Dataset records:
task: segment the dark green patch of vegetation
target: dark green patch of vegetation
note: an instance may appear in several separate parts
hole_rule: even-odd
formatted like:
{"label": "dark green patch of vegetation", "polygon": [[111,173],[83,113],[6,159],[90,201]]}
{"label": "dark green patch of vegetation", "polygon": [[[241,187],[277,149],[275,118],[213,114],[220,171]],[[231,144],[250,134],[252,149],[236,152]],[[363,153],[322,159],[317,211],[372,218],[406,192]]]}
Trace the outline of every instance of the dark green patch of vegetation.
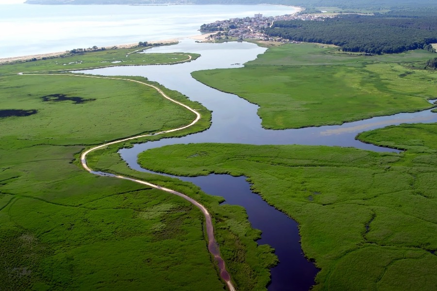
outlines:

Direction: Return every line above verbatim, leaving out the picture.

Output of the exercise:
task: segment the dark green patch of vegetation
target: dark green patch of vegetation
note: an instance may appear in several separate parts
hole_rule: even-odd
formatted like:
{"label": "dark green patch of vegetation", "polygon": [[111,173],[83,113],[6,159],[90,201]]}
{"label": "dark green patch of vegetation", "polygon": [[[241,187],[277,149],[275,118],[213,114],[220,171]],[[231,144],[250,134],[252,149],[236,152]],[[363,153],[322,159],[317,211],[372,218],[406,192]]]}
Trace the outline of every instance of the dark green patch of vegetation.
outlines:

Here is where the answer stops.